**To be done**:
Begin at the line that contains "truck body, locate" and stop after the last of the lines. Rewrite only those lines, changing "green truck body" to "green truck cab" and leaving everything else as it is.
═════ Raw records ═════
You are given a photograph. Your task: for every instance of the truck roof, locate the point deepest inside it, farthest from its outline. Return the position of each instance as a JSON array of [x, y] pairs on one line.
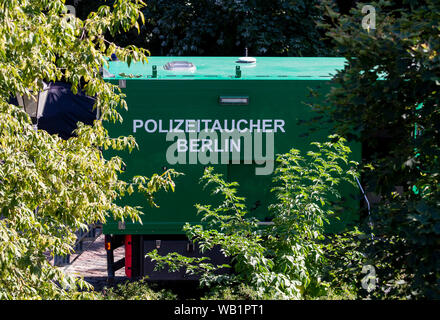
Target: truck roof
[[224, 68]]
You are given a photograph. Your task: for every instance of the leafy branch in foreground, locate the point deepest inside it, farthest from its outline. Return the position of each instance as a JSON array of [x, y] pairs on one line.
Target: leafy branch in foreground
[[284, 260], [50, 187]]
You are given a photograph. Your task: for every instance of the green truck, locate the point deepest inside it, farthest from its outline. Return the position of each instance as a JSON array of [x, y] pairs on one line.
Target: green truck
[[234, 114]]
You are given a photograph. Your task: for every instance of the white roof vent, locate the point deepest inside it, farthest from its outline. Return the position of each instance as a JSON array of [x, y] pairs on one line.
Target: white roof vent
[[180, 66], [246, 60]]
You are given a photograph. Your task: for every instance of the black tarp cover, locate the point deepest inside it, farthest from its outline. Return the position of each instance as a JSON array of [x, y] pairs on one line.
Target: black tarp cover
[[63, 109]]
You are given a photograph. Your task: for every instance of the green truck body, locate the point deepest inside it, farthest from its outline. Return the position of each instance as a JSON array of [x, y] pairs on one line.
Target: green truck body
═════
**Exercise result**:
You are given a photograph. Your task: for every instance of the green truck cab, locate the point deepest inside it, farthest from its outline. Return the position of each instance as a JSON array of [x, y] pairs on one line.
Target: green truck cab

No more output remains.